• Set tasks:
A. Repeat the passage about Tutankhamun's mask word for word, starting at "A museum conservator, who" and ending at "the conservator said.".
B. From the passage on the damage to Tutankhamun's mask, list every distinct proper name it contains, giving each one only once.
C. Answer these questions from the passage on Tutankhamun's mask:
(i) What material was used to fix the beard back in place?
(ii) What post does Mahmoud El-Halwagi hold?
(iii) In what year was the mask discovered in Tutankhamun's tomb?

• Document passage:
"""

A museum conservator, who spoke on condition of anonymity, told Ahram Online that the mask fell during a cleaning process for the mask’s showcase last year and that the beard broke off by accident. The conservator continued that the beard was fixed back in place quickly with epoxy.

“The epoxy was not a proper material to use to restore the mask, although it is a conservation material with a very high strength for attaching metal and stone,” the conservator said.

Regretfully, he added, the epoxy dried, leaving a gap between the face and the beard, which was previously attached directly.

Egyptian Museum General Director Mahmoud El-Halwagi dismissed all accusations and told Ahram Online in a telephone interview that the mask is safe and sound and nothing happened to it since he took office last October.

He explained further that the beard is in its original position on the mask, and is as it has been since the mask was discovered in Tutankhamun’s tomb in 1922.

"""

• Dataset extract:
"""

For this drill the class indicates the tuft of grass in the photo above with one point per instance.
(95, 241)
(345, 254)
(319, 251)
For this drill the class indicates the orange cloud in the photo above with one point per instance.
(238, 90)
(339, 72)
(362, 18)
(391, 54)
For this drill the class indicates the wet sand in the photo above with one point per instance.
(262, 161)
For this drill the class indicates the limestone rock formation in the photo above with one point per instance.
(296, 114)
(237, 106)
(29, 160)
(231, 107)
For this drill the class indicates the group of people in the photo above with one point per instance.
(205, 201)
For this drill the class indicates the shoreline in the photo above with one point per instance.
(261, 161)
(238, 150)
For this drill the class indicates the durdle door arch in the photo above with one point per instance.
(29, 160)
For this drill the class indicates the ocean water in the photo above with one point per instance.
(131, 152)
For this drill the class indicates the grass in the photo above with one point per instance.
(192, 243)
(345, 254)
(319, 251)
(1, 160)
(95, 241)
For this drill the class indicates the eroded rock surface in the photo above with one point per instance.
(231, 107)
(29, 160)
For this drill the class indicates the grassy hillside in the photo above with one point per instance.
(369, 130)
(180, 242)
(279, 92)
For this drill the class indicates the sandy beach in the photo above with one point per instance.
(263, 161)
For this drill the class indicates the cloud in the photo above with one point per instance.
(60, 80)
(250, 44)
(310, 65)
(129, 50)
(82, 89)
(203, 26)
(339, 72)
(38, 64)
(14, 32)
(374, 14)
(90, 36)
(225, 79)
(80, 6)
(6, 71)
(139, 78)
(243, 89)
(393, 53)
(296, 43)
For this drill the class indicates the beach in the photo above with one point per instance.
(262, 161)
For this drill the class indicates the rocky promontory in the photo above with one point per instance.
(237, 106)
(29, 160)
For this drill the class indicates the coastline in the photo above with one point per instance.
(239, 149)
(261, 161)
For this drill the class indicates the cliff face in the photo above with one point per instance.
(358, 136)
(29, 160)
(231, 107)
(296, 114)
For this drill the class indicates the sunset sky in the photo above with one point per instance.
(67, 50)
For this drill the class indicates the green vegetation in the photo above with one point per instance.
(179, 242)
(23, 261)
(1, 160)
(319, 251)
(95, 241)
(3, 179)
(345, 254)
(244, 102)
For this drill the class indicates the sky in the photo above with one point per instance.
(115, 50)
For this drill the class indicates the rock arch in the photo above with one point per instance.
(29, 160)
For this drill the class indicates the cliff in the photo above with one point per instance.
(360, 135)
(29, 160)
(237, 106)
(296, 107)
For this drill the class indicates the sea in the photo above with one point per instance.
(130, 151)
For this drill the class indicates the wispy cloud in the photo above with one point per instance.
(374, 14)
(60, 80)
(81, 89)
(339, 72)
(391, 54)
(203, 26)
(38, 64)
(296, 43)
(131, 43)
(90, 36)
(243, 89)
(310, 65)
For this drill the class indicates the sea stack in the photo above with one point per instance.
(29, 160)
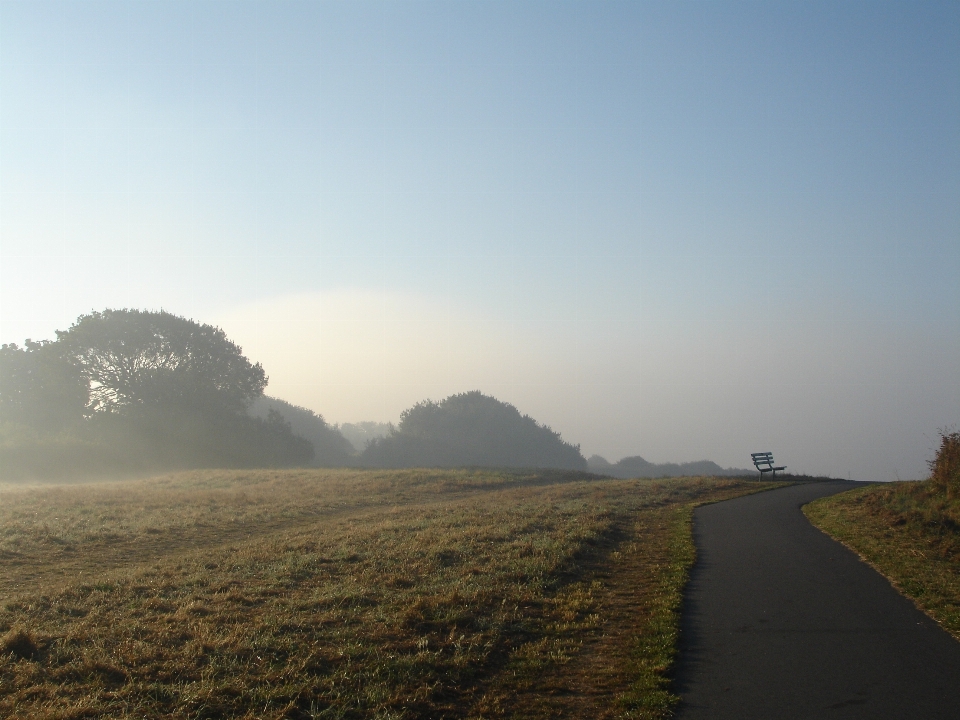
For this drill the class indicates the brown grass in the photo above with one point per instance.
(910, 532)
(345, 594)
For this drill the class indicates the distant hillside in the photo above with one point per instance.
(331, 449)
(636, 466)
(471, 429)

"""

• Solution set:
A.
A museum conservator, who spoke on condition of anonymity, told Ahram Online that the mask fell during a cleaning process for the mask’s showcase last year and that the beard broke off by accident. The conservator continued that the beard was fixed back in place quickly with epoxy.

“The epoxy was not a proper material to use to restore the mask, although it is a conservation material with a very high strength for attaching metal and stone,” the conservator said.

B.
Ahram Online
Egyptian Museum
Mahmoud El-Halwagi
Tutankhamun

C.
(i) Epoxy
(ii) Egyptian Museum General Director
(iii) 1922